(Work order 1):
Reproduce word for word the part of the commentary on the Manning case that opens with the words containing "And so the US" and closes with "the same pattern.".
(Work order 2):
Pick up the commentary on the Manning case where it stops, and keep writing it.

(Passage provided):
War brings a different set of rules to the table, but we in the West would like to think that we possess some noble spirit that sets us apart from the rest.  Yo-ho, it is they who are savages, the brutes who kill indiscriminately.  What bullocks.

“This isn’t really a head-scratching development.  While killing unarmed civilians for sport may not be officially sanctioned policy, it doesn’t threaten the functioning of the war machine as much as a soldier standing up and refusing to be complicit in mass murder. From the perspective of a Washington establishment much more concerned with maintaining hegemony than its humanity, the former – murder – is much less troubling a precedent than the latter.

And so the US government is making an example of Manning, lest any other cogs in the machine start thinking about listening to their consciences instead of their commanders.”

The mirroring of foreign policy onto this case bears further investigation.  The bullshite you here about the domino theory and the various red-scares starts with the implicit assumption that the “threat of a good-example” must be quashed at all costs.  The illegal terrorist war waged by the United States on Nicaragua is a prime example of a country using resources for its people instead of the multinationals.  Raises the poor a few steps out of abject poverty is the “good example” that must be utterly destroyed so “stability” can be restored.  Stability being shorthand for globalized corporate control.  Focusing on the individual case of Mr.Manning we can observe the same pattern.

    Manning’s actions speak of a human conscience, a sense that what was going on was horribly wrong and it needed to stop.  Acting on his conscience as a decent human being, Manning took action.  Having people empathically relate to official enemies is a big no no in the armed forces, you might start questioning the rational, as such, of what you’re doing there and that, gentle readers, is not allowed.

(Source material):
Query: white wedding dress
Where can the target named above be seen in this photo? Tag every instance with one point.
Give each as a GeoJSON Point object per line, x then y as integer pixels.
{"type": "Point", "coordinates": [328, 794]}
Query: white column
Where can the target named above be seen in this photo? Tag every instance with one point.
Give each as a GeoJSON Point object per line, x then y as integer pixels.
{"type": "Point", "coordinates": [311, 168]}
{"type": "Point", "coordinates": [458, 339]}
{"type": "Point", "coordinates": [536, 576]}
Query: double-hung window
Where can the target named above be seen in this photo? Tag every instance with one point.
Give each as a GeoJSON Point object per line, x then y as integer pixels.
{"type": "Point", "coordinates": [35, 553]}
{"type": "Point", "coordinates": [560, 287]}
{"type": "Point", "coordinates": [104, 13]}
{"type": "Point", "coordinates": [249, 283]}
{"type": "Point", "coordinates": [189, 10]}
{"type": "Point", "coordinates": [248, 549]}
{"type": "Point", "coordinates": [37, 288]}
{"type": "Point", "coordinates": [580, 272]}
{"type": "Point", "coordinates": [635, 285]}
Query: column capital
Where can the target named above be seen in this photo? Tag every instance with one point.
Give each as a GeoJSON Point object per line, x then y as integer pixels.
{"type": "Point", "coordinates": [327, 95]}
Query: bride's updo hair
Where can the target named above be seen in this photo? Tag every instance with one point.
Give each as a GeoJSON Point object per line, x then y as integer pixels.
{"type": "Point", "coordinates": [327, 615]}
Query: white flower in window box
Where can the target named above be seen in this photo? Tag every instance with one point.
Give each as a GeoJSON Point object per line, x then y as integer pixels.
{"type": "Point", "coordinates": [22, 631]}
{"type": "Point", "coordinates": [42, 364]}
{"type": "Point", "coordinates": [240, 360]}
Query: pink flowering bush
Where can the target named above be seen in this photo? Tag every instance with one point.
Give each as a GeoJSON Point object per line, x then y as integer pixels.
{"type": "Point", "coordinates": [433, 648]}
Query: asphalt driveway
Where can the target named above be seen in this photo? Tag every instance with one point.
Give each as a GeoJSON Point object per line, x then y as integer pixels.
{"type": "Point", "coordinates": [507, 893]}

(Reply 1):
And so the US government is making an example of Manning, lest any other cogs in the machine start thinking about listening to their consciences instead of their commanders.”

The mirroring of foreign policy onto this case bears further investigation.  The bullshite you here about the domino theory and the various red-scares starts with the implicit assumption that the “threat of a good-example” must be quashed at all costs.  The illegal terrorist war waged by the United States on Nicaragua is a prime example of a country using resources for its people instead of the multinationals.  Raises the poor a few steps out of abject poverty is the “good example” that must be utterly destroyed so “stability” can be restored.  Stability being shorthand for globalized corporate control.  Focusing on the individual case of Mr.Manning we can observe the same pattern.

(Reply 2):
“Had Manning – instead of exposing the crime – been the one pulling the trigger in the US Apache helicopter that in 2007 murdered at least a dozen unarmed people in Baghdad, he wouldn’t be facing any legal consequences for his actions. Had Manning authorised a 2009 missile strike in Yemen that killed 14 women and 21 children, instead of releasing the State Department cable that acknowledges responsibility for the killings, we wouldn’t even know his name.

But Manning didn’t kill anybody. Rather, he was outraged by the killing he saw all around him and angered at the complicity of his higher-ups who weren’t prepared to do a damn thing about. So, the system having failed to ensure accountability, Manning took it upon himself to share the inconvenient facts his government was withholding from the world.

“I prefer a painful truth over any blissful fantasy”, he explained in a chat with hacker-turned-informant Adrian Lamo. As an Army intelligence analyst, Manning witnessed firsthand the American empire in action – and it changed him. “I don’t believe in good guys versus bad guys anymore”, he lamented, “only a plethora of states acting in self-interest”.

Transparency, accountability, responsibility are all hallmarks of a functioning democracy.  The people of a democracy have the right to know what is being done in their name.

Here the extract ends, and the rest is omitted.